> Data in this exercise

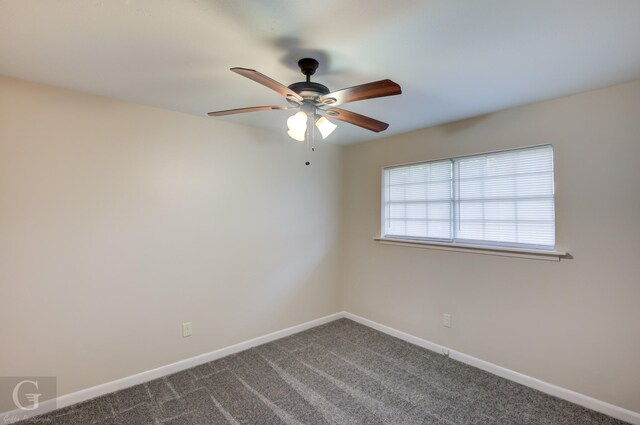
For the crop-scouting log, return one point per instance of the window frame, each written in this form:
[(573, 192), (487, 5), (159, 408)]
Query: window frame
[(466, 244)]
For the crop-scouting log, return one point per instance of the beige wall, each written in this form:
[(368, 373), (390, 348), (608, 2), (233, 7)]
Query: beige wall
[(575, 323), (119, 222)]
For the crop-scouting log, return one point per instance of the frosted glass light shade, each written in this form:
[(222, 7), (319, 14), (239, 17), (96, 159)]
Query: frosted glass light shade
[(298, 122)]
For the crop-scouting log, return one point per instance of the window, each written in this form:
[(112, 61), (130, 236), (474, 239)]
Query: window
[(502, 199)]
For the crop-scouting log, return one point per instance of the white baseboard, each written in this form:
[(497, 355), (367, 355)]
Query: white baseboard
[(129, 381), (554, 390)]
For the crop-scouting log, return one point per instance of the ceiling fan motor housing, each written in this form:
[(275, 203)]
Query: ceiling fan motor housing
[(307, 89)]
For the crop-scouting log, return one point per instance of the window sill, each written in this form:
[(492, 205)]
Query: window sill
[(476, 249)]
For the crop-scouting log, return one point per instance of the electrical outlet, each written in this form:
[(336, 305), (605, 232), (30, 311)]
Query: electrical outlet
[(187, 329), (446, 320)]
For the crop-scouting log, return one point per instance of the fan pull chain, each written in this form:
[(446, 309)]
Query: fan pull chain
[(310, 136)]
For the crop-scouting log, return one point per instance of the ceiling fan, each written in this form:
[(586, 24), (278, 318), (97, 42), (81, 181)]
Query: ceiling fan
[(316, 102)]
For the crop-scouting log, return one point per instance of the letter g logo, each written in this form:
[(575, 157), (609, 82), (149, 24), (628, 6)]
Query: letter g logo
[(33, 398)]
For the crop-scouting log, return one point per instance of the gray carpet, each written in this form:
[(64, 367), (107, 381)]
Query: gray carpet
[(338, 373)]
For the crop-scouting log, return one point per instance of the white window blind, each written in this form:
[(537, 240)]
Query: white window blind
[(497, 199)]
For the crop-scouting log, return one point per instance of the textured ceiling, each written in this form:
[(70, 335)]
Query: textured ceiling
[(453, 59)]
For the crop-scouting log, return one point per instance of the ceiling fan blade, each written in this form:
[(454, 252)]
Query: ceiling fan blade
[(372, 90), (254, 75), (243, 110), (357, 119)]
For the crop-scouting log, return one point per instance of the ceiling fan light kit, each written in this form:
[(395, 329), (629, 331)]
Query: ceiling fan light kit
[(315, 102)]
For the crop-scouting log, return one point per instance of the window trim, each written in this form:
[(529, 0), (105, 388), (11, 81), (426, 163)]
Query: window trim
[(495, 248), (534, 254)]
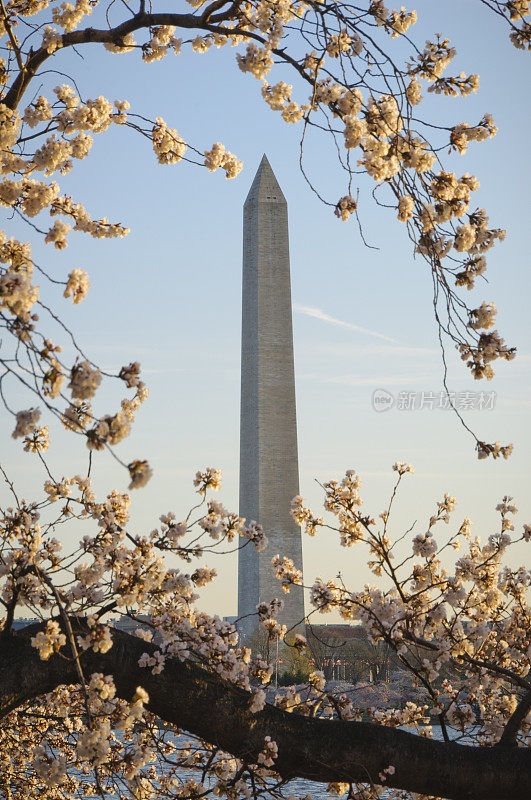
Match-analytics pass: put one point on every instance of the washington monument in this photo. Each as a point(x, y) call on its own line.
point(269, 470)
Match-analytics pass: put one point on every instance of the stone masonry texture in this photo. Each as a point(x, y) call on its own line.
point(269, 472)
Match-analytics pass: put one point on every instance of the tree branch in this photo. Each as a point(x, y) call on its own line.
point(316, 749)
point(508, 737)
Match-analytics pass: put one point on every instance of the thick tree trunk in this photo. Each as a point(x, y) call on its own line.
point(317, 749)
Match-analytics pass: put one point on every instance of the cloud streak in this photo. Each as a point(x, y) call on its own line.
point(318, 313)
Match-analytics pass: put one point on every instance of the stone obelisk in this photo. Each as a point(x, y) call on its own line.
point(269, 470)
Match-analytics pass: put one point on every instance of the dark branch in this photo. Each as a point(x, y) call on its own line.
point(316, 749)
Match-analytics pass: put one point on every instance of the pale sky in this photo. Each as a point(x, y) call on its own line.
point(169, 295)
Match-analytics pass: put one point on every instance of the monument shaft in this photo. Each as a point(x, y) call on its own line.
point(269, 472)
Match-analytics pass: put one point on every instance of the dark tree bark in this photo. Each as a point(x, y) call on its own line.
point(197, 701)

> Your task
Retype, character for character, the part of the lines that opens with the line containing "fan blade, each" and closes with the line containing "[(315, 102)]", including both of those lines.

> Full response
For the crop-scouting log, return one point per instance of the ceiling fan blade, each written in this form:
[(454, 252)]
Query: ceiling fan blade
[(372, 90), (254, 75), (243, 110), (357, 119)]
For the crop-scouting log, return one point per instance of the ceiling fan light kit, each written in this form:
[(395, 329), (629, 331)]
Query: ceiling fan light kit
[(315, 102)]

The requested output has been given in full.